## REQUIREMENTS
How many lines in the rows below contain the string "bbox", with case counting? Reply with the number alone.

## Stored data

----

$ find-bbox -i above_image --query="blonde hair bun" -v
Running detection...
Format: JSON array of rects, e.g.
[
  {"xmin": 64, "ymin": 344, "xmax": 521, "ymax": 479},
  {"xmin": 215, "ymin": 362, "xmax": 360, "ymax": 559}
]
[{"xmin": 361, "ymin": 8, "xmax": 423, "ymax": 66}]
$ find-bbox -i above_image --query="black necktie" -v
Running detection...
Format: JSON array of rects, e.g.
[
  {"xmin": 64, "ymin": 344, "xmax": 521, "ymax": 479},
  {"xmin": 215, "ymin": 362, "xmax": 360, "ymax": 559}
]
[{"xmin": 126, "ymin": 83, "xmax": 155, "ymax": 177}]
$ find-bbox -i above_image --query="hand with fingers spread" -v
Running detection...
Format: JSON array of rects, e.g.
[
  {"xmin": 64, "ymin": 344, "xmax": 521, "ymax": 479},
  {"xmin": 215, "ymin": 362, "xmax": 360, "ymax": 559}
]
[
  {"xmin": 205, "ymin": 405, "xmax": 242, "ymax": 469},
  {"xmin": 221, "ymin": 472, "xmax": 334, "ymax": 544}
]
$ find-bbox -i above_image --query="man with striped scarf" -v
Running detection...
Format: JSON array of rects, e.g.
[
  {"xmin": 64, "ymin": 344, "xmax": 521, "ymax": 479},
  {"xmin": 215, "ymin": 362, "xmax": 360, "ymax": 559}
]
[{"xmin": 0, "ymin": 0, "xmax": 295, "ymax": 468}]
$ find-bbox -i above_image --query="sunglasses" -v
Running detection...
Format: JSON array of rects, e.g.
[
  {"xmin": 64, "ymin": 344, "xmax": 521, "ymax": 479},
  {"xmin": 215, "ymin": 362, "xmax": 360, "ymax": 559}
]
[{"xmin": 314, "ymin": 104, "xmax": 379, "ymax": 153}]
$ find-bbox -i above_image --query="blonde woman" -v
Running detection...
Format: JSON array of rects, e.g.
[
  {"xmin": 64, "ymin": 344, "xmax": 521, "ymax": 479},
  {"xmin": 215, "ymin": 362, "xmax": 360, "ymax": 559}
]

----

## EXPECTED OUTPUT
6